● Quoted text:
--------
Section 15 – Facts bearing on question whether act was accidental or intentional

When there is a question whether an act was accidental or intentional, or done with a particular knowledge or intention, the fact that such act formed part of a series of similar occurrences, in each of which the person doing the act was concerned, is relevant.

Illustrations

  1. A is accused of burning down his house in order to obtain money for which it is insured.
    The facts that A lived in several houses successively, each of which he insured, in each of which a fire occurred, and after each of which fires A received payment from a different insurance office, are relevant, as tending to show that the fires were not accidental.
  2. A is employed to receive money from the debtors of B. It is A’s duty to make entries in a book showing the amounts received by him. He makes an entry showing that on a particular occasion he received less than he really did receive.
    The question is, whether this false entry was accidental or intentional.
    The facts that other entries made by A in the same book are false, and that the false entry is in each case in favour of A, are relevant.
  3. A is accused of fraudulently delivering to B a counterfeit rupee.
    The question is, whether the delivery of the rupee was accidental.
    The facts that, soon before or soon after the delivery to B, A delivered counterfeit rupees to C, D and E are relevant, as showing that the delivery to B, was not accidental.

Section 16 – Existence of course of business when relevant

When there is a question whether a particular act was done, the existence of any course of business, according to which it naturally would have been done, is a relevant fact.
--------
● Provided material:

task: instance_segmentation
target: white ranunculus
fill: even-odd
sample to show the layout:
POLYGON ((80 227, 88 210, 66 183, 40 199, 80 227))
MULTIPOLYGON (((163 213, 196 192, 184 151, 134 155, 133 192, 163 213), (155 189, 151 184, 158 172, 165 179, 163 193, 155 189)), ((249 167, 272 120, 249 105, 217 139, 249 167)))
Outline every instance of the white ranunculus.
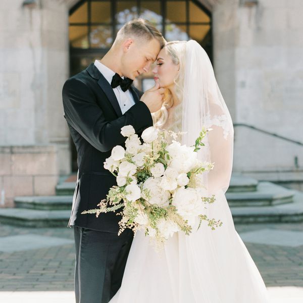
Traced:
POLYGON ((132 158, 132 160, 135 163, 135 164, 141 167, 145 163, 145 157, 146 154, 145 153, 139 153, 137 155, 135 155, 132 158))
POLYGON ((135 134, 135 130, 132 125, 126 125, 121 128, 121 134, 124 137, 129 137, 135 134))
POLYGON ((115 161, 113 159, 113 157, 110 157, 104 162, 104 168, 113 172, 115 170, 117 170, 119 164, 119 161, 115 161))
POLYGON ((131 155, 136 155, 140 145, 135 141, 130 141, 125 144, 126 152, 131 155))
POLYGON ((136 184, 129 184, 125 187, 125 190, 127 192, 125 197, 129 201, 134 202, 141 196, 140 188, 136 184))
POLYGON ((132 176, 131 177, 131 179, 132 179, 132 181, 131 181, 129 182, 129 184, 138 184, 138 182, 137 181, 137 179, 134 177, 132 176))
POLYGON ((168 167, 164 173, 164 176, 161 178, 160 185, 165 190, 172 191, 176 189, 178 186, 177 178, 178 174, 176 170, 168 167))
POLYGON ((200 195, 193 188, 178 188, 174 194, 172 204, 176 207, 180 216, 191 221, 193 218, 203 213, 204 205, 200 195))
POLYGON ((134 221, 140 225, 146 225, 148 223, 148 218, 144 212, 139 210, 134 221))
POLYGON ((119 166, 119 173, 120 176, 123 177, 131 176, 136 173, 137 167, 132 163, 128 161, 123 161, 119 166))
POLYGON ((150 173, 155 178, 163 176, 165 171, 164 165, 162 163, 156 163, 153 167, 150 168, 150 173))
POLYGON ((141 142, 136 134, 131 135, 125 141, 125 147, 127 153, 131 155, 136 155, 140 147, 141 142))
POLYGON ((152 144, 149 143, 143 143, 140 146, 140 150, 146 154, 152 153, 152 144))
POLYGON ((122 146, 117 145, 112 150, 112 157, 115 161, 118 161, 124 158, 125 150, 122 146))
POLYGON ((142 197, 148 201, 150 204, 157 204, 159 206, 168 206, 171 194, 167 190, 164 190, 160 186, 161 180, 160 178, 150 177, 143 184, 142 197), (145 194, 145 190, 148 192, 145 194))
POLYGON ((176 223, 170 220, 165 220, 164 218, 159 220, 157 226, 161 235, 166 239, 179 230, 176 223))
POLYGON ((124 186, 126 184, 126 178, 118 175, 116 179, 118 186, 124 186))
POLYGON ((189 178, 188 186, 193 188, 198 188, 204 186, 206 180, 204 178, 204 173, 200 174, 191 174, 189 178))
POLYGON ((141 137, 144 142, 150 143, 158 137, 158 130, 153 126, 150 126, 143 131, 141 137))
POLYGON ((166 147, 170 159, 167 162, 168 166, 176 169, 178 173, 188 173, 196 165, 197 153, 192 146, 181 145, 174 141, 166 147))
POLYGON ((188 184, 189 179, 187 177, 187 175, 185 173, 180 174, 177 178, 177 182, 179 186, 185 186, 188 184))

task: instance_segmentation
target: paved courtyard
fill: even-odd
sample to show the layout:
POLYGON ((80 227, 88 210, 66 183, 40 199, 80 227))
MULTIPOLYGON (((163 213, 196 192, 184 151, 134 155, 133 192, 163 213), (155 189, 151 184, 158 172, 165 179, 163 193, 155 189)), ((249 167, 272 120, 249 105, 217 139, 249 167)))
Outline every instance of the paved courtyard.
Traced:
MULTIPOLYGON (((303 223, 237 225, 236 229, 273 302, 303 301, 303 223)), ((0 225, 2 303, 74 302, 74 267, 72 229, 0 225)))

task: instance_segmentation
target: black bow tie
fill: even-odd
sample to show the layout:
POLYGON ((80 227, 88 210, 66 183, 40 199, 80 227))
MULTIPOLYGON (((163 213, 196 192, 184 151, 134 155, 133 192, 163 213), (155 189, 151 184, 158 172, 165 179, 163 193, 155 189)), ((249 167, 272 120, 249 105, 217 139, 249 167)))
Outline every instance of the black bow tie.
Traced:
POLYGON ((118 74, 116 73, 113 77, 111 85, 113 88, 115 88, 120 85, 123 91, 126 91, 129 88, 133 80, 131 79, 129 79, 128 78, 122 79, 118 74))

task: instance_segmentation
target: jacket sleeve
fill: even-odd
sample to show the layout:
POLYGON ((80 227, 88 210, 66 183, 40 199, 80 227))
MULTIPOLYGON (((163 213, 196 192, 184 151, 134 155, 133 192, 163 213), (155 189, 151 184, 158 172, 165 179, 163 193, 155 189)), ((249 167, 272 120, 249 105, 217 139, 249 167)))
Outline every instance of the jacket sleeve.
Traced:
POLYGON ((107 121, 91 89, 79 79, 71 78, 65 82, 62 96, 67 122, 100 152, 108 152, 125 142, 126 138, 120 133, 123 126, 132 125, 136 133, 140 133, 153 125, 149 110, 141 101, 122 116, 107 121))

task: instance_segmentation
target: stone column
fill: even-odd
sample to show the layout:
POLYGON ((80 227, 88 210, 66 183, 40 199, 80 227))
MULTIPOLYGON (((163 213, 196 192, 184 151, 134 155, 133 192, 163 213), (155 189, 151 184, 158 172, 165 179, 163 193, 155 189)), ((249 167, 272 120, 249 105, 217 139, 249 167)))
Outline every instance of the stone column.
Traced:
POLYGON ((0 204, 53 194, 70 173, 61 91, 69 76, 68 8, 0 3, 0 204))

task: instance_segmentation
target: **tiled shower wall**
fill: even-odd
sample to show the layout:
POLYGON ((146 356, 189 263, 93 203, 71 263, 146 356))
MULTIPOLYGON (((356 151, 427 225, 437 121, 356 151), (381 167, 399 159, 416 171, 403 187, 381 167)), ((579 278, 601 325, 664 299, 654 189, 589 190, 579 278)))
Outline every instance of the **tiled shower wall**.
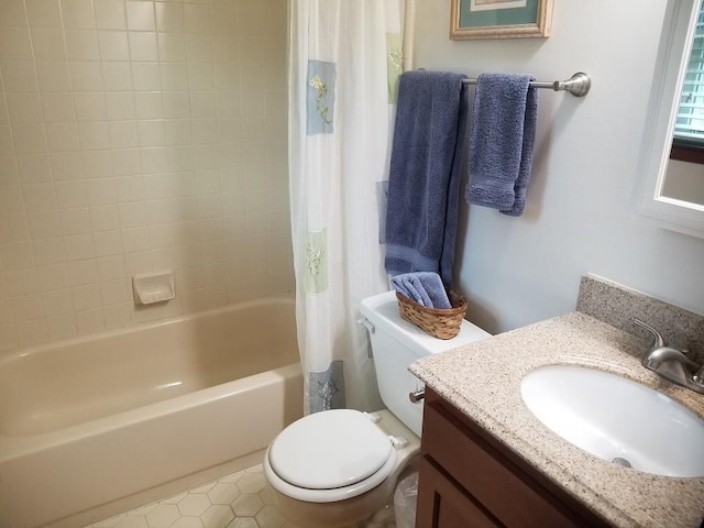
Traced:
POLYGON ((0 0, 0 351, 293 289, 286 10, 0 0))

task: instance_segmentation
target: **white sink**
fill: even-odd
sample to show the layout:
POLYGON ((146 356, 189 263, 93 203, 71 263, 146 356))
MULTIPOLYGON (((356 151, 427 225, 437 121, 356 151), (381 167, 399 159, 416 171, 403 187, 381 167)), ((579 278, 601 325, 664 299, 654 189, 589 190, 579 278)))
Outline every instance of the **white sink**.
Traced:
POLYGON ((704 420, 645 385, 550 365, 529 372, 520 395, 549 429, 596 457, 645 473, 704 476, 704 420))

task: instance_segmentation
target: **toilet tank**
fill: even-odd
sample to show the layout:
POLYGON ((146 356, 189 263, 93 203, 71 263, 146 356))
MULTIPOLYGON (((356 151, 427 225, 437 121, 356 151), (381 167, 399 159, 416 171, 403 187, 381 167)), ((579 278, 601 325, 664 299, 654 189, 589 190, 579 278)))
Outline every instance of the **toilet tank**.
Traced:
POLYGON ((408 394, 419 391, 424 384, 408 372, 408 366, 426 355, 486 339, 490 334, 463 320, 460 333, 454 338, 433 338, 400 318, 396 292, 393 290, 363 299, 361 311, 372 344, 382 400, 388 410, 420 436, 422 405, 410 403, 408 394))

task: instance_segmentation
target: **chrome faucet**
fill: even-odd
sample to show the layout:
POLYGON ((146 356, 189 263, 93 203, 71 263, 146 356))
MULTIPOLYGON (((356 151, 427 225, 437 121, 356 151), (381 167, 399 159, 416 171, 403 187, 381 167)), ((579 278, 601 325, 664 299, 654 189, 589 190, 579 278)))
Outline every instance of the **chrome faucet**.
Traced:
POLYGON ((654 338, 654 342, 642 356, 642 366, 676 385, 704 394, 704 365, 700 367, 681 350, 668 346, 660 332, 650 324, 638 319, 634 321, 654 338))

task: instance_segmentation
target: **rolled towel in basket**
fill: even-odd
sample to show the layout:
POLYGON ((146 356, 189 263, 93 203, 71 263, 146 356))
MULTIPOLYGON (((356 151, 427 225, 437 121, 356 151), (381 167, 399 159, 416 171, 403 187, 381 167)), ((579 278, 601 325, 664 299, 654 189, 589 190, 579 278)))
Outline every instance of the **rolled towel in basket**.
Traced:
POLYGON ((427 308, 452 308, 440 275, 435 272, 403 273, 392 277, 396 292, 427 308))

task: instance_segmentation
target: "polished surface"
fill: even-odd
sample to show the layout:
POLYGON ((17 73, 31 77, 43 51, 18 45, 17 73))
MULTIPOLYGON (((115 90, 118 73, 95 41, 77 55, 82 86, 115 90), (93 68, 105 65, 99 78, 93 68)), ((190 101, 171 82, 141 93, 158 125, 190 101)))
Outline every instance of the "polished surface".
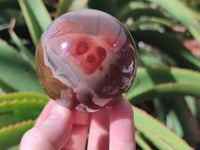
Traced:
POLYGON ((92 111, 114 103, 135 77, 136 49, 114 17, 77 10, 57 18, 36 51, 37 75, 47 94, 63 105, 92 111))

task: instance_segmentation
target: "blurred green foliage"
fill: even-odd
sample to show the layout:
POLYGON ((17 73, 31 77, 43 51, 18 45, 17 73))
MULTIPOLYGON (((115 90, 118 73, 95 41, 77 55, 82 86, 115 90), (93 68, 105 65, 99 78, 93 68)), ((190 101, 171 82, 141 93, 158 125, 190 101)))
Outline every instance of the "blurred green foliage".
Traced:
POLYGON ((124 97, 134 105, 137 149, 200 149, 197 0, 0 0, 0 149, 18 149, 48 101, 34 66, 42 32, 83 8, 113 15, 136 41, 137 75, 124 97))

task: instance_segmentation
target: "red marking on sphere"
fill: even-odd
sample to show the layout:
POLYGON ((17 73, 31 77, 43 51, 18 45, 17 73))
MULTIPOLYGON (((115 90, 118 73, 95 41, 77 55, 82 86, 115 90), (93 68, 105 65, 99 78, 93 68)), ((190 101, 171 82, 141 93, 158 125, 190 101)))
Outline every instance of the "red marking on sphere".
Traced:
POLYGON ((104 60, 106 57, 106 50, 103 47, 98 47, 97 48, 97 53, 99 55, 100 60, 104 60))
POLYGON ((95 62, 95 60, 96 60, 96 58, 95 58, 94 55, 90 54, 90 55, 87 56, 87 61, 89 63, 93 63, 93 62, 95 62))
POLYGON ((85 54, 89 49, 89 46, 86 42, 80 42, 77 45, 76 52, 78 55, 85 54))

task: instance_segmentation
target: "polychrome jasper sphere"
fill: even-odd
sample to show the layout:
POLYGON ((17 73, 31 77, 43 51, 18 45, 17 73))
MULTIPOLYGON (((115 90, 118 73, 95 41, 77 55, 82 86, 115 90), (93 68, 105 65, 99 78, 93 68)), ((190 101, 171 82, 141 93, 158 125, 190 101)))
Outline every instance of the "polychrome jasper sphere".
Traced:
POLYGON ((46 93, 78 111, 116 103, 133 83, 136 48, 114 17, 83 9, 57 18, 42 34, 36 71, 46 93))

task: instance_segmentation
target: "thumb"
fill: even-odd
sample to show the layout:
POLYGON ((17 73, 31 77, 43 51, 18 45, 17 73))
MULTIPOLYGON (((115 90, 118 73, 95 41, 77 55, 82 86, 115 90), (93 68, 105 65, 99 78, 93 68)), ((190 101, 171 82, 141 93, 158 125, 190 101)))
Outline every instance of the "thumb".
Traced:
POLYGON ((46 120, 24 134, 20 150, 61 149, 70 136, 72 124, 72 111, 57 104, 46 120))

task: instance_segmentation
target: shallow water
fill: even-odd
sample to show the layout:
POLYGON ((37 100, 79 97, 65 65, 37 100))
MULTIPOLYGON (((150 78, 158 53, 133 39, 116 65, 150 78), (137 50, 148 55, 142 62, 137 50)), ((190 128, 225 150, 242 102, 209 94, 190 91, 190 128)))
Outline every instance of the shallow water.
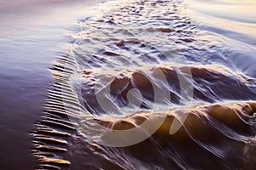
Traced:
POLYGON ((253 9, 113 0, 79 13, 32 133, 38 168, 253 169, 253 9))

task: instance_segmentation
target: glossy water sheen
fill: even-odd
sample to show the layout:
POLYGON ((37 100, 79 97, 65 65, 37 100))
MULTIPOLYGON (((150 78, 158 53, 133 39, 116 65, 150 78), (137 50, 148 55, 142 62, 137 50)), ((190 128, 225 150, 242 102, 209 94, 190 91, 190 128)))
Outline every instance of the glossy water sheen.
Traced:
POLYGON ((84 11, 50 69, 46 110, 32 133, 38 167, 253 169, 253 1, 124 0, 84 11), (182 94, 180 76, 188 75, 193 95, 182 94), (171 99, 165 93, 155 99, 154 87, 171 99), (170 135, 184 108, 187 119, 170 135), (125 130, 163 116, 157 131, 137 144, 96 142, 105 132, 96 122, 125 130))

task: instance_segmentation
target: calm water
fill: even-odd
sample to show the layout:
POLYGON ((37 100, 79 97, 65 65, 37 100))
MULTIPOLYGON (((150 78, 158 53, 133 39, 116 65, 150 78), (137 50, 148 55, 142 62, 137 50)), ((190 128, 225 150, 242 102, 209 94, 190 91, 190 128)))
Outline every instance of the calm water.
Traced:
POLYGON ((253 169, 255 1, 71 4, 3 12, 3 167, 253 169))

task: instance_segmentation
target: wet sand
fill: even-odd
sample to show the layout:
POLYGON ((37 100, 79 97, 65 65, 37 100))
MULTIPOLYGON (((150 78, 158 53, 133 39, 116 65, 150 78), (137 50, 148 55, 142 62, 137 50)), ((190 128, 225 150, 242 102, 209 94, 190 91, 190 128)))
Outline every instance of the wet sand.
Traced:
POLYGON ((0 3, 0 167, 35 169, 29 133, 44 110, 49 68, 67 50, 68 26, 97 2, 0 3))
MULTIPOLYGON (((253 13, 236 17, 230 15, 230 9, 216 15, 216 11, 212 14, 212 11, 195 7, 208 8, 207 4, 194 2, 194 7, 189 6, 192 12, 183 15, 176 1, 124 2, 113 1, 107 8, 97 8, 96 14, 90 7, 98 2, 0 3, 0 167, 35 169, 39 161, 41 167, 55 169, 209 166, 229 169, 246 165, 253 169, 256 159, 255 103, 247 100, 255 100, 255 35, 248 36, 255 27, 255 20, 250 19, 253 13), (224 15, 230 17, 228 20, 223 21, 227 20, 224 15), (243 29, 248 31, 243 33, 243 29), (148 35, 155 37, 150 39, 148 35), (167 37, 170 38, 166 39, 167 37), (166 49, 172 53, 162 53, 166 49), (177 94, 172 100, 163 100, 177 106, 175 105, 183 97, 178 94, 178 78, 172 65, 166 68, 163 65, 183 62, 181 51, 193 65, 193 105, 206 106, 190 107, 184 125, 172 136, 168 133, 170 124, 178 114, 160 101, 159 105, 165 112, 159 115, 168 113, 167 118, 152 138, 123 148, 98 144, 94 140, 98 136, 87 133, 90 133, 88 128, 94 128, 94 122, 90 121, 108 128, 127 129, 154 116, 148 111, 154 103, 148 82, 152 79, 156 80, 156 86, 164 84, 172 95, 177 94), (86 57, 90 57, 89 62, 86 57), (119 71, 119 66, 129 69, 119 71), (98 71, 99 68, 109 71, 106 74, 106 70, 98 71), (163 71, 166 84, 151 72, 154 69, 163 71), (110 74, 116 70, 120 74, 110 74), (112 96, 102 97, 113 101, 121 111, 109 114, 96 105, 92 84, 98 77, 106 81, 105 76, 111 76, 114 77, 110 81, 112 96), (81 80, 81 89, 74 88, 81 80), (142 92, 140 110, 144 111, 134 117, 129 112, 131 108, 122 108, 127 105, 127 94, 132 88, 142 92), (82 101, 76 99, 79 93, 83 94, 82 101), (232 105, 229 105, 230 100, 232 105), (69 104, 67 108, 65 102, 69 104), (210 105, 212 103, 217 105, 210 105), (83 113, 84 119, 70 122, 79 109, 89 111, 83 113), (117 121, 113 119, 115 116, 117 121), (75 129, 76 123, 81 123, 80 131, 75 129), (214 138, 211 139, 209 134, 214 138), (148 148, 152 148, 150 154, 148 148)), ((157 115, 152 120, 158 118, 157 115)))

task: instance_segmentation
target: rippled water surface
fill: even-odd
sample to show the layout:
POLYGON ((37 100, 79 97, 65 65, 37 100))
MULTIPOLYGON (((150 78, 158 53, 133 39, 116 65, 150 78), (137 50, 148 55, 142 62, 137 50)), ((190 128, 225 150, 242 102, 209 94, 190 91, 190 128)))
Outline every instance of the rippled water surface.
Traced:
POLYGON ((106 1, 72 25, 41 168, 253 169, 255 1, 106 1), (173 125, 173 126, 172 126, 173 125))

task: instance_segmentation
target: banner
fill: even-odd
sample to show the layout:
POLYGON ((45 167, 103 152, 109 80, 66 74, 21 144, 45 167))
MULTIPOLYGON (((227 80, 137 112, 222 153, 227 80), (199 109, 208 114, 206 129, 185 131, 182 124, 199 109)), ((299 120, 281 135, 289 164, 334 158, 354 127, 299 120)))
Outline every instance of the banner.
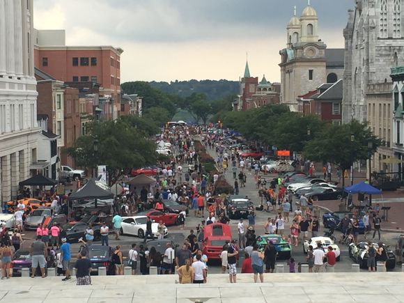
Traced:
POLYGON ((107 166, 98 165, 97 172, 97 179, 104 184, 107 184, 107 166))

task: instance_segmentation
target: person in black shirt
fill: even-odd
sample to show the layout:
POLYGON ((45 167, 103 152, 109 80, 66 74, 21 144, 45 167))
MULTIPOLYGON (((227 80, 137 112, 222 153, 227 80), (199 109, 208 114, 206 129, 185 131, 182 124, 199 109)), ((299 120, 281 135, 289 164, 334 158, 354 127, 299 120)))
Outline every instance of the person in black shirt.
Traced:
POLYGON ((86 258, 87 251, 84 249, 80 252, 81 258, 77 259, 75 267, 76 268, 77 285, 91 285, 91 261, 86 258))

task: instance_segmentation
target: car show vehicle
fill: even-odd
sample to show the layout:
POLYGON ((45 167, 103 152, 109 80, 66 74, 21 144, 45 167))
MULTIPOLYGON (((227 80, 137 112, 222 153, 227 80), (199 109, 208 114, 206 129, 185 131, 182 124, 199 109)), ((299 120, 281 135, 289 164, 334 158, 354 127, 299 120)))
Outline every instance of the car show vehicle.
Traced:
POLYGON ((270 242, 275 247, 278 252, 279 258, 288 259, 292 254, 292 245, 281 235, 261 235, 257 238, 258 250, 263 251, 266 245, 270 242))
POLYGON ((321 243, 321 247, 325 252, 327 252, 328 247, 332 247, 334 252, 335 253, 335 256, 336 257, 336 261, 339 261, 341 259, 341 251, 337 244, 334 243, 334 241, 328 237, 313 237, 309 240, 306 240, 303 242, 303 252, 307 254, 309 251, 309 245, 313 246, 313 248, 316 249, 318 247, 318 243, 321 243))
MULTIPOLYGON (((378 243, 373 243, 373 247, 377 249, 379 248, 378 243)), ((355 263, 359 265, 361 268, 368 268, 368 242, 366 241, 359 242, 358 244, 351 243, 348 247, 349 256, 355 263)), ((396 256, 394 253, 389 247, 383 244, 383 249, 386 249, 387 253, 387 261, 386 261, 386 268, 392 270, 396 267, 396 256)), ((378 261, 380 261, 380 256, 376 254, 375 265, 378 261)))
MULTIPOLYGON (((123 217, 122 218, 122 224, 120 233, 121 235, 135 235, 139 238, 144 238, 146 229, 146 216, 133 216, 133 217, 123 217)), ((159 224, 152 223, 152 233, 154 238, 157 238, 157 226, 159 224)), ((164 227, 164 237, 169 234, 166 227, 164 227)))

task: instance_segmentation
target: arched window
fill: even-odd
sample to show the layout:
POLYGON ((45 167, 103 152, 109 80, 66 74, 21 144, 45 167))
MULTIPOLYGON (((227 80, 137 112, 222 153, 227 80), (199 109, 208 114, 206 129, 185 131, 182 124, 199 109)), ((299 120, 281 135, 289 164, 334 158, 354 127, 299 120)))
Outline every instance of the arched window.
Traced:
POLYGON ((394 0, 393 7, 393 38, 401 38, 401 0, 394 0))
POLYGON ((307 36, 313 36, 313 24, 307 24, 307 36))
POLYGON ((387 38, 387 0, 380 2, 380 38, 387 38))
POLYGON ((327 83, 335 83, 338 80, 338 77, 334 72, 328 74, 327 76, 327 83))

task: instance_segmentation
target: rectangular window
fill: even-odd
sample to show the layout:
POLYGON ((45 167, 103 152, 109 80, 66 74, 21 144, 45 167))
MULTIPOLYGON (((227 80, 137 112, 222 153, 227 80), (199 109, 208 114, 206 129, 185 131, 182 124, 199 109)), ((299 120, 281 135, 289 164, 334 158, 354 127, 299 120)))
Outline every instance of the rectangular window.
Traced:
POLYGON ((339 115, 339 103, 333 103, 332 104, 332 114, 333 115, 339 115))
POLYGON ((80 65, 88 66, 88 57, 81 57, 80 58, 80 65))
POLYGON ((309 70, 309 80, 313 80, 313 70, 309 70))
POLYGON ((56 109, 61 109, 62 108, 62 96, 56 95, 56 109))

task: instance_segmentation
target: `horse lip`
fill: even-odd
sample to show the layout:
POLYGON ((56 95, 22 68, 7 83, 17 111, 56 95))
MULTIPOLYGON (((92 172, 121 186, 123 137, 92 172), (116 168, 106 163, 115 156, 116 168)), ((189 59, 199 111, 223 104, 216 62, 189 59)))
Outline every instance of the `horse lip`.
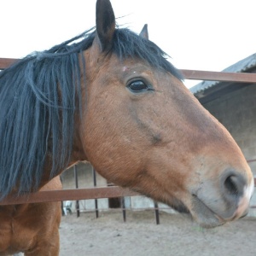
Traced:
POLYGON ((200 220, 199 218, 205 218, 206 220, 212 218, 214 221, 214 224, 207 224, 207 221, 204 222, 201 222, 200 224, 201 225, 206 227, 206 228, 212 228, 212 227, 215 227, 215 226, 220 226, 223 225, 224 224, 225 224, 227 221, 230 220, 230 219, 224 219, 222 217, 220 217, 218 214, 217 214, 215 212, 213 212, 204 201, 202 201, 196 195, 192 195, 193 196, 193 208, 192 211, 190 211, 190 214, 192 215, 192 217, 195 217, 195 218, 197 218, 198 220, 200 220), (195 206, 196 206, 196 209, 194 207, 195 206), (197 208, 200 209, 197 209, 197 208), (203 218, 200 217, 201 216, 201 212, 204 212, 205 216, 203 216, 203 218), (194 213, 194 214, 193 214, 194 213), (195 213, 196 216, 195 216, 195 213), (207 216, 209 215, 209 216, 207 216))

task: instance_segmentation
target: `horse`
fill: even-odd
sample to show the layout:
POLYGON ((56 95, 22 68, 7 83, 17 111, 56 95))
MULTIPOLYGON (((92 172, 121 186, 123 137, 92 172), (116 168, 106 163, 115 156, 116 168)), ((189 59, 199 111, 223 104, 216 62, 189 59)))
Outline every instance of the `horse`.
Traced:
MULTIPOLYGON (((245 216, 253 177, 230 134, 146 26, 118 27, 109 0, 96 12, 96 28, 0 73, 1 199, 59 187, 63 170, 87 160, 203 227, 245 216)), ((58 255, 59 205, 22 207, 0 208, 0 255, 58 255)))

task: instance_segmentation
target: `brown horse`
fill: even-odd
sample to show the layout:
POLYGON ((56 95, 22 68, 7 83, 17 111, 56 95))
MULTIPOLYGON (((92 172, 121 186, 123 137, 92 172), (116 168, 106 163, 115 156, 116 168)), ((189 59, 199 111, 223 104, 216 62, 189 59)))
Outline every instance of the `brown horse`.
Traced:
--------
● Written exercise:
Answer these questions from the text on Sections 15 and 16:
(a) What is A accused of in the first illustration?
(b) In the third illustration, which people besides B did A deliver counterfeit rupees to?
(c) Under Section 16, what is a relevant fact when there is a question whether a particular act was done?
The data is separate material and has no connection to the text on Sections 15 and 16.

● Answer to the task:
(a) Burning down his house in order to obtain money for which it is insured.
(b) C, D and E.
(c) The existence of any course of business according to which the act naturally would have been done.